» **Given information**
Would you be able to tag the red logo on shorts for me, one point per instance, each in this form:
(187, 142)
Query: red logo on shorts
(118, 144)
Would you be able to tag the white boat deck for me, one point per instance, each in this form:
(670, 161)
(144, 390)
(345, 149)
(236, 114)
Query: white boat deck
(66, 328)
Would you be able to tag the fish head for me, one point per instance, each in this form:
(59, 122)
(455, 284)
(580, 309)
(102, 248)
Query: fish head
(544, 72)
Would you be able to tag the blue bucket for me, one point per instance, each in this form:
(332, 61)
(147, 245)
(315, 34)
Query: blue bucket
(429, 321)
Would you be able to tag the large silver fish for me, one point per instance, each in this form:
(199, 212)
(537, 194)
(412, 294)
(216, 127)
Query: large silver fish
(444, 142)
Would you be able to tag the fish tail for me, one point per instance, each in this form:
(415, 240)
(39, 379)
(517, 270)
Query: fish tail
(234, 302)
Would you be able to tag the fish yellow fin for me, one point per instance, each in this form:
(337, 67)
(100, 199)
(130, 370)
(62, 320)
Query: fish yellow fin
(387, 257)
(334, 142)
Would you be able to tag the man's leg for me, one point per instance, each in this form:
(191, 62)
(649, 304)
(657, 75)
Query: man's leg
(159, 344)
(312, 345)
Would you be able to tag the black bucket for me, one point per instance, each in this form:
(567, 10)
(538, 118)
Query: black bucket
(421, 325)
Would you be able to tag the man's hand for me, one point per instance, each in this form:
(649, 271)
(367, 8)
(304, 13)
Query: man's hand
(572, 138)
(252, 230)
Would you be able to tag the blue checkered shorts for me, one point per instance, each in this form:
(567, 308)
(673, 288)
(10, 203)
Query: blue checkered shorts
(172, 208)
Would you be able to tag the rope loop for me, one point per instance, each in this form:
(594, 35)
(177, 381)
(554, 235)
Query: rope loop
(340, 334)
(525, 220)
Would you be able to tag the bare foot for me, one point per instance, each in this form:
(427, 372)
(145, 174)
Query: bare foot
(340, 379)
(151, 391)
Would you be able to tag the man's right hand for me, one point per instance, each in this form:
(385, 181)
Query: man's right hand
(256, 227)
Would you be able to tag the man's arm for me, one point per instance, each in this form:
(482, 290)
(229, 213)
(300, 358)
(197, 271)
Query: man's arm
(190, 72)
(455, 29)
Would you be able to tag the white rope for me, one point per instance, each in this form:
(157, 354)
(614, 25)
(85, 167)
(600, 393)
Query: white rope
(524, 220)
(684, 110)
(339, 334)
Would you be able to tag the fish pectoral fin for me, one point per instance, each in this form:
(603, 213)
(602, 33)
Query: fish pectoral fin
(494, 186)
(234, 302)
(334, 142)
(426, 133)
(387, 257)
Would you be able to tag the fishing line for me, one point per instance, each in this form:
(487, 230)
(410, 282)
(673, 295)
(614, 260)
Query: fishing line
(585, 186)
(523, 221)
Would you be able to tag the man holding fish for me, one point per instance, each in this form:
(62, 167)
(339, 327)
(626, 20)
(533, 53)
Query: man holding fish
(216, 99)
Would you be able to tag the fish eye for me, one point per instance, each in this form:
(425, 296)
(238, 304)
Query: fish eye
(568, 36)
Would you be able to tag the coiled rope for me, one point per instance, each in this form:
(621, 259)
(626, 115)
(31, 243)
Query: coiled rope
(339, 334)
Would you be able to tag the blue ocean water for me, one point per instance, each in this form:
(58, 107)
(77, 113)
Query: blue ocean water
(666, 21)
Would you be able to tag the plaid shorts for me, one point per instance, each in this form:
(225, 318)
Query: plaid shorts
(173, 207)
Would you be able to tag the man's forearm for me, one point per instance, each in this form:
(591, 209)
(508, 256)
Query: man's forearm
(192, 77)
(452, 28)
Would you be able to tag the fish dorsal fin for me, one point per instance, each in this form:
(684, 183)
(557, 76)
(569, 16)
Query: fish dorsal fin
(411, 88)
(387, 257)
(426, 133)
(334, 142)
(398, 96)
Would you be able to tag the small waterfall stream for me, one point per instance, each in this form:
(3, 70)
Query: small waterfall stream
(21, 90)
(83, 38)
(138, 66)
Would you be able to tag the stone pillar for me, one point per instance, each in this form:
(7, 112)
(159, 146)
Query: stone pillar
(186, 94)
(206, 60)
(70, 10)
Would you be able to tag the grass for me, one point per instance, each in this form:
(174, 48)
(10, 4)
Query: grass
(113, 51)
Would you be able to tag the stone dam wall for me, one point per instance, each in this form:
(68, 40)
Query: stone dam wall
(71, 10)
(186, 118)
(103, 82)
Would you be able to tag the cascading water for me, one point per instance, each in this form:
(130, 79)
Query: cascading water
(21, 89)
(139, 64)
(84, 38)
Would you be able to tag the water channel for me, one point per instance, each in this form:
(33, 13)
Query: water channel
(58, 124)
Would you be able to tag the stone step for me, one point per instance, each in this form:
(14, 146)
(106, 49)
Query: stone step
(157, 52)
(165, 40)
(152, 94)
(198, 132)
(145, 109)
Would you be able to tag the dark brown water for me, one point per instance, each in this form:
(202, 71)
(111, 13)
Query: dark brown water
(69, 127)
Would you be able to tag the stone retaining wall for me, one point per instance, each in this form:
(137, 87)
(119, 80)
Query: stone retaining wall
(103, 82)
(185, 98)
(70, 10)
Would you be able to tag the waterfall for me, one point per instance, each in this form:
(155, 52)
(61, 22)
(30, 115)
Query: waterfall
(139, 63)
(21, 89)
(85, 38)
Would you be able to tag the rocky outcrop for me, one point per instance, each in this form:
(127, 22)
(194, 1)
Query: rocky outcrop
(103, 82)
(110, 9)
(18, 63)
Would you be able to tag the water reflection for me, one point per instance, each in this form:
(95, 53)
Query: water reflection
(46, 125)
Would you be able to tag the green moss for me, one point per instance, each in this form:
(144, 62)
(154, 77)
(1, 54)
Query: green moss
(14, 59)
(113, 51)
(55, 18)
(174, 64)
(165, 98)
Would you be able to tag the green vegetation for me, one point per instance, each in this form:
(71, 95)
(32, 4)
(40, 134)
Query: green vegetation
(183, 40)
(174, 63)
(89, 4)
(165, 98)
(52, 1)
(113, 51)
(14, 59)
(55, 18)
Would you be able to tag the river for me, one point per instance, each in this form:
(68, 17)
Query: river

» **The problem**
Reproduce all data above, unchanged.

» **Correct response**
Would you be able to tag the red logo on shorts for me, one point per instance, each in this form:
(187, 142)
Query: red logo on shorts
(118, 144)
Would you be able to tag the white boat deck for me, one point per instance, each in this form:
(670, 161)
(144, 390)
(345, 149)
(236, 114)
Query: white boat deck
(66, 328)
Would you be able to tag the fish head for me, one point per instance, each in this form:
(59, 122)
(455, 284)
(580, 309)
(102, 248)
Query: fish head
(544, 72)
Would you be able to tag the blue bucket for me, one point per instance, each in this form:
(332, 61)
(147, 245)
(315, 34)
Query: blue bucket
(429, 321)
Would you be able to tag the large silver fish for me, one point per instance, each in this form:
(199, 212)
(537, 194)
(412, 294)
(216, 127)
Query: large silver fish
(444, 142)
Would you be able to tag the fish tail for me, one point per instance, each in this form:
(415, 240)
(39, 379)
(517, 270)
Query: fish tail
(234, 302)
Would you be able to tag the fish yellow fin for me, one point per instance, each in this form:
(337, 67)
(100, 199)
(130, 370)
(62, 320)
Query: fish yellow fin
(387, 257)
(334, 142)
Would you be able to tag the man's leg for me, one point per instance, each in this form:
(191, 62)
(649, 304)
(657, 75)
Query: man's leg
(159, 344)
(312, 345)
Would you be able to tag the black bucket for me, one point per instance, each in this form:
(567, 10)
(538, 118)
Query: black bucket
(421, 325)
Would you be able to tag the man's hand for me, one point per instance, each in this form:
(649, 271)
(367, 8)
(304, 13)
Query: man's hand
(572, 138)
(252, 230)
Would you be able to tag the blue checkered shorts for me, one point per instance, each in this form:
(567, 308)
(673, 288)
(10, 203)
Query: blue checkered shorts
(172, 208)
Would you be able to tag the rope loop for me, one point per instance, each in this form:
(594, 35)
(177, 381)
(554, 235)
Query: rope loop
(340, 334)
(525, 220)
Would you be able to tag the bare foot for me, one point per instance, each in this form:
(427, 372)
(145, 174)
Query: bare foot
(340, 379)
(151, 391)
Would you be able to tag the man's right hand for me, one point per instance, each in this form:
(385, 181)
Query: man's right hand
(256, 227)
Would you be able to tag the man's arm for me, one point per instance, each in this form:
(482, 290)
(229, 213)
(300, 358)
(197, 271)
Query: man's arm
(190, 72)
(455, 29)
Would you be able to tag the white rope for me, one point per instance, each in this form:
(157, 354)
(614, 25)
(85, 167)
(600, 393)
Query: white rope
(524, 220)
(684, 110)
(339, 334)
Would you be able to tag the fish pectoral fin for me, one point per instance, each in this form:
(603, 213)
(602, 33)
Query: fish pectoral fin
(494, 186)
(234, 302)
(334, 142)
(426, 133)
(387, 257)
Would you be able to tag the fishing line for me, one point per instance, each in this form:
(487, 230)
(410, 282)
(673, 295)
(614, 260)
Query: fishing line
(585, 186)
(523, 221)
Would you be able to tag the man holding fish for me, one point per instance, each in this form:
(62, 167)
(339, 327)
(626, 20)
(533, 53)
Query: man holding fish
(216, 99)
Would you be able to tag the fish eye for me, one point per instance, each in this form:
(425, 296)
(238, 304)
Query: fish eye
(568, 36)
Would you be able to tag the coiled rope for me, one point per instance, each in this form:
(621, 259)
(626, 115)
(31, 243)
Query: coiled rope
(339, 334)
Would you be able to tag the blue ocean water for me, one point per instance, each in this form:
(58, 107)
(77, 113)
Query: blue ocean water
(666, 21)
Would you be able to tag the plaid shorts for me, one point per instance, each in this form:
(225, 318)
Query: plaid shorts
(173, 207)
Would you be able to tag the man's forearm for me, one point per instance, each in this form:
(591, 209)
(508, 256)
Query: man's forearm
(192, 77)
(452, 28)
Would you be able to tag the fish dorsal fin for me, one point per instance, each in this form:
(684, 183)
(557, 76)
(569, 16)
Query: fish dorsal fin
(411, 88)
(387, 257)
(426, 133)
(334, 142)
(398, 96)
Would you be able to tag the small waterfall stream for me, one point per instance, each in this form:
(3, 70)
Query: small waterfall stream
(21, 90)
(83, 38)
(138, 66)
Would you be able to tag the stone pillar for me, one point per instance, each in this form:
(7, 112)
(159, 146)
Query: stone pillar
(186, 94)
(206, 60)
(70, 10)
Would you be able to tag the grass for me, one point per instance, each in this form:
(174, 48)
(10, 4)
Query: grass
(113, 51)
Would you be able to tag the stone dam wall for me, one point per instance, each in this form:
(68, 40)
Query: stone dam wall
(71, 10)
(186, 118)
(103, 82)
Would you be able to tag the cascading water for me, one point per instance, each in this form:
(130, 79)
Query: cascading water
(21, 89)
(139, 64)
(84, 38)
Would you be able to tag the water channel for me, one point per instance, each in this form:
(33, 13)
Query: water channel
(58, 124)
Would you be able to tag the stone step for me, one point per instance, each in this form:
(14, 146)
(106, 49)
Query: stone step
(157, 52)
(165, 40)
(152, 94)
(198, 132)
(145, 109)
Would you be able to tag the dark brown water for me, one point per instance, each in this form:
(202, 71)
(111, 13)
Query: dark brown water
(69, 127)
Would you be able to tag the stone retaining wall for me, one point per instance, each in this form:
(137, 87)
(119, 80)
Query: stone retaining wall
(103, 82)
(185, 98)
(70, 10)
Would you be able to tag the waterfall for me, one point per instance, each in this form:
(155, 52)
(61, 22)
(30, 115)
Query: waterfall
(139, 63)
(21, 89)
(85, 38)
Would you be able to tag the rocky outcrop for me, one point per instance, each in this form:
(127, 22)
(194, 1)
Query: rocky outcrop
(103, 82)
(110, 9)
(18, 63)
Would you be able to tag the water reflection for me, one point per instance, each in this form:
(95, 53)
Query: water reflection
(46, 125)
Would you be able to tag the green moss for me, one point per instance, each in this form:
(144, 62)
(154, 77)
(1, 54)
Query: green moss
(14, 59)
(113, 51)
(55, 18)
(174, 64)
(165, 98)
Would you be able to tag the green vegetation for me, one point per instance, each in this form:
(71, 95)
(32, 4)
(40, 134)
Query: green vegetation
(183, 40)
(174, 63)
(89, 4)
(165, 98)
(52, 1)
(113, 51)
(14, 59)
(55, 18)
Would you be able to tag the river for me, one point per instance, each in this form:
(68, 17)
Query: river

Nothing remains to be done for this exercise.